WHAT TO DO:
Copy the line with "of the pink" and all lines following it through the last line of the entries, exactly as written.

ENTRIES PROVIDED:
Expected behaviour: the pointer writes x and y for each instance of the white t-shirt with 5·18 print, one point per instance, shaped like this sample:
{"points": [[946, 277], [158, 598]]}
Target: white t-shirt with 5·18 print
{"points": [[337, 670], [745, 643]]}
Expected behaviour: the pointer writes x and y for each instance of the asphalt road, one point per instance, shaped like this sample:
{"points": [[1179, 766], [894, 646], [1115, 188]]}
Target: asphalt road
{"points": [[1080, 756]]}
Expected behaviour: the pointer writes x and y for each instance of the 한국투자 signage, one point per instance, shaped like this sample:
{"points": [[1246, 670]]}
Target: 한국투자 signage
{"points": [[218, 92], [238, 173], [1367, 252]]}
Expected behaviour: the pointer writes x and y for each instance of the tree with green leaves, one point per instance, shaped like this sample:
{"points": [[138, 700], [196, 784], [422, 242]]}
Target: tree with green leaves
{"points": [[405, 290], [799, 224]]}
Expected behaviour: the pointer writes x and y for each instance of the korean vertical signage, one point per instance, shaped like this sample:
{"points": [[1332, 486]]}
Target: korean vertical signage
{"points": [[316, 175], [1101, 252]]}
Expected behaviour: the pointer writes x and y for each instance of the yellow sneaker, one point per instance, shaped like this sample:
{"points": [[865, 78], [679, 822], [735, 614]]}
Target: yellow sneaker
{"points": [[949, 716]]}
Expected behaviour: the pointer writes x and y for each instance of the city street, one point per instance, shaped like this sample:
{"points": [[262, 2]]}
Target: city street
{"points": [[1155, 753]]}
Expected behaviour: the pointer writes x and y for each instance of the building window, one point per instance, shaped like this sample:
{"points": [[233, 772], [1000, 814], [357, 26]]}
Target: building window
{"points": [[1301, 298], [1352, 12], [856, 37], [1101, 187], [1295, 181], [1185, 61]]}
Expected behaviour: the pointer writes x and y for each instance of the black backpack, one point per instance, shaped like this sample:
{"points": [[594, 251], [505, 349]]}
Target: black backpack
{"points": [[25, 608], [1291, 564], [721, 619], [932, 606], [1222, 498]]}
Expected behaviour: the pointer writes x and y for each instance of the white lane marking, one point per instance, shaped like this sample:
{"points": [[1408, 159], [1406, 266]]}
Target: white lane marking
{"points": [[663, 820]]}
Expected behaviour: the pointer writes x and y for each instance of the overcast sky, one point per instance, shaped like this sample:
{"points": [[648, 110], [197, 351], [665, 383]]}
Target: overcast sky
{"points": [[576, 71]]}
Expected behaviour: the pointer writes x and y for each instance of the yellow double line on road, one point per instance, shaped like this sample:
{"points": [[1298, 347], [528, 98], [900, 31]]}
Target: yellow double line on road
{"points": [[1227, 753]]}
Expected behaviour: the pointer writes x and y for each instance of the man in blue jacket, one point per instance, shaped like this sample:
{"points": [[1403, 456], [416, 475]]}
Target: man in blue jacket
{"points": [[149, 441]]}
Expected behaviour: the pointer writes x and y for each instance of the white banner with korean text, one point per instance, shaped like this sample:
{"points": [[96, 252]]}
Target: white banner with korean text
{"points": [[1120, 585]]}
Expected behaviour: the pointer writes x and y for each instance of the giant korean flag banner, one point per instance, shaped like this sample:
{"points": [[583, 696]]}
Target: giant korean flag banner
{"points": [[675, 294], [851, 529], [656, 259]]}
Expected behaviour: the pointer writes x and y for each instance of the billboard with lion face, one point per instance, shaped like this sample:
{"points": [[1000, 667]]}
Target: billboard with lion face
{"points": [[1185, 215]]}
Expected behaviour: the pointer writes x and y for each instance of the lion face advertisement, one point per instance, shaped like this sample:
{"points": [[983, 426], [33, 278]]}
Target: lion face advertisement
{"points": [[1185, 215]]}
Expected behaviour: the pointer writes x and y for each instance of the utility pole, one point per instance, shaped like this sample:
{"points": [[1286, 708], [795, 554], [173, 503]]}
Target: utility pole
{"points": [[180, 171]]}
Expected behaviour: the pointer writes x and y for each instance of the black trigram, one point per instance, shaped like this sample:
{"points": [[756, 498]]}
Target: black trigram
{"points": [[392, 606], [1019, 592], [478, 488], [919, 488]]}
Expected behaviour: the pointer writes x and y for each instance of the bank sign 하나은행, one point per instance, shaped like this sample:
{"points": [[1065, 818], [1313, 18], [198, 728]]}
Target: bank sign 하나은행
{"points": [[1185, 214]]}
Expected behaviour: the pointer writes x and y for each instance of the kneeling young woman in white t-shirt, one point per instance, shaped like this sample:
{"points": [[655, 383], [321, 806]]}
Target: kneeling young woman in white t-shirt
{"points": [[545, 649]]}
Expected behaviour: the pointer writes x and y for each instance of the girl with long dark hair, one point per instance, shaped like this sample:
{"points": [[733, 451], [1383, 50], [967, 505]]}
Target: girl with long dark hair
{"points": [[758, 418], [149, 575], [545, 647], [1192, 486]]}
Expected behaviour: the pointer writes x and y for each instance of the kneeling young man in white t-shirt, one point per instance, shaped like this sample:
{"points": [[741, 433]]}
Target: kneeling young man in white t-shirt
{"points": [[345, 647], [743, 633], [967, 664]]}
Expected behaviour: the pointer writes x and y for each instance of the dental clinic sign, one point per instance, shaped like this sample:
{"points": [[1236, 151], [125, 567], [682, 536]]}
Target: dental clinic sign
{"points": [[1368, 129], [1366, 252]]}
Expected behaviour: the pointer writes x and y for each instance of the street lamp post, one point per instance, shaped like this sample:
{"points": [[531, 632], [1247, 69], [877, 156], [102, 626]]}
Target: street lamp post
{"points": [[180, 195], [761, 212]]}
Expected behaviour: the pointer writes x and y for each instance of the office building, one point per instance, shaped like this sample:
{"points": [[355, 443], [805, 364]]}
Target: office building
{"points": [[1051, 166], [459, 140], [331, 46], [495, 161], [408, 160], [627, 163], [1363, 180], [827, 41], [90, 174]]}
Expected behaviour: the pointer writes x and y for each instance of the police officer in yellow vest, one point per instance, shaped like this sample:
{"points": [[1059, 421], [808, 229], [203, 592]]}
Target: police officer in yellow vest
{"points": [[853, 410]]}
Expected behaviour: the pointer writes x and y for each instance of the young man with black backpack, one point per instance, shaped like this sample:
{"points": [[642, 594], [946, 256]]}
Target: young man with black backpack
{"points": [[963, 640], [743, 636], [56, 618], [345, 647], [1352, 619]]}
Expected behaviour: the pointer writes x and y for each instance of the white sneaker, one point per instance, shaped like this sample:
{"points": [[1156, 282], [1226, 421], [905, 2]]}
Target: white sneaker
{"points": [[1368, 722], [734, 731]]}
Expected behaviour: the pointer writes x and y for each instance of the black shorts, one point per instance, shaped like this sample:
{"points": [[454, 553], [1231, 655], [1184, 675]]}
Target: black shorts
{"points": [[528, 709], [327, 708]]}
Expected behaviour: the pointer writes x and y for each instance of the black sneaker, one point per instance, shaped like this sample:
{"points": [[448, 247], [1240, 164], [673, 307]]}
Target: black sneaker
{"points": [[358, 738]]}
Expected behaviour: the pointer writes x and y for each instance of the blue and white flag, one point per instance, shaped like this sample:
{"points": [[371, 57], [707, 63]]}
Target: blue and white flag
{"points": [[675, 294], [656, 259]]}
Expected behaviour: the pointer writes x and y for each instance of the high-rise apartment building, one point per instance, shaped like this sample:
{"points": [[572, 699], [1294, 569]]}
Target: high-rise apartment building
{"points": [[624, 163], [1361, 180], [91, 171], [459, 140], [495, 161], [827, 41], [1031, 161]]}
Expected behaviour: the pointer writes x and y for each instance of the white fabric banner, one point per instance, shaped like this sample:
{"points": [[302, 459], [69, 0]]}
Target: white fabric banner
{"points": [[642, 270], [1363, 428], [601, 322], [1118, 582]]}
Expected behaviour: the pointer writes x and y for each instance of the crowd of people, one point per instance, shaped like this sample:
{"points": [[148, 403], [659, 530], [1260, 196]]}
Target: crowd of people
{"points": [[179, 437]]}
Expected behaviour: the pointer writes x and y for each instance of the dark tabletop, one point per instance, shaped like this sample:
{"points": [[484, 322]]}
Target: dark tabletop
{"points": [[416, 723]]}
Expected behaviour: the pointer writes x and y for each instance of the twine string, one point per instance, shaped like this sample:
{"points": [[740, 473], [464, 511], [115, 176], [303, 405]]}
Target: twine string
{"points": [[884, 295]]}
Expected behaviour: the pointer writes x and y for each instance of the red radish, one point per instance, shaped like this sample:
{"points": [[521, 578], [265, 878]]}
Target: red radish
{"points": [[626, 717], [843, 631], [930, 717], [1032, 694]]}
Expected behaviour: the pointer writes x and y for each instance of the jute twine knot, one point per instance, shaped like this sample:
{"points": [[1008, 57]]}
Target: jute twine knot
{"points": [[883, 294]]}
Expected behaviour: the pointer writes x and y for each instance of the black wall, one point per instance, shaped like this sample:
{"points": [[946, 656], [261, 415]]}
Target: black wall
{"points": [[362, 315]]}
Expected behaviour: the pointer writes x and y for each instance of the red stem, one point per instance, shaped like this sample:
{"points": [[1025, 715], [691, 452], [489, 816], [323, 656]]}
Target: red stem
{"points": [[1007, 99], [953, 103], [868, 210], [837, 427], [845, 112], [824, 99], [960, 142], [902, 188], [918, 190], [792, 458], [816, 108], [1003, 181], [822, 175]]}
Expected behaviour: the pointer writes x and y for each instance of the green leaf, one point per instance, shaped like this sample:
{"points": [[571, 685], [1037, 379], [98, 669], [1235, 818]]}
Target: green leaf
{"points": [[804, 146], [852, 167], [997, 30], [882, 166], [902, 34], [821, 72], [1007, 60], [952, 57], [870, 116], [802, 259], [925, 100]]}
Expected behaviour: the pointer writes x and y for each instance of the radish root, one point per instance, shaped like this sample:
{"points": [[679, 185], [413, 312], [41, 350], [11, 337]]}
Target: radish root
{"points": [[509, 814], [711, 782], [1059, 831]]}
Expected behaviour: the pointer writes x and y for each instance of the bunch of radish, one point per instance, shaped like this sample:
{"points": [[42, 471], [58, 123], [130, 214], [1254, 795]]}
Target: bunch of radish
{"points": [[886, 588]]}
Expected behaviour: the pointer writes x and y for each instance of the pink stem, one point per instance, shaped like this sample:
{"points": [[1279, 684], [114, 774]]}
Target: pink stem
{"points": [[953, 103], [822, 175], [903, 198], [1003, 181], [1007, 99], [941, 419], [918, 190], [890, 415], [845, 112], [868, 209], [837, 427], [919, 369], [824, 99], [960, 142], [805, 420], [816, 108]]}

FULL ANSWER:
Expected behaviour: the pointer writes x and y for each instance of the pink stem, one point per instance, shaped like this sample:
{"points": [[1279, 684], [114, 774]]}
Target: pink stem
{"points": [[953, 103], [822, 175], [903, 198], [1003, 181], [1007, 99], [941, 419], [918, 190], [890, 415], [845, 112], [868, 209], [837, 427], [919, 369], [824, 99], [960, 142], [805, 420], [816, 108]]}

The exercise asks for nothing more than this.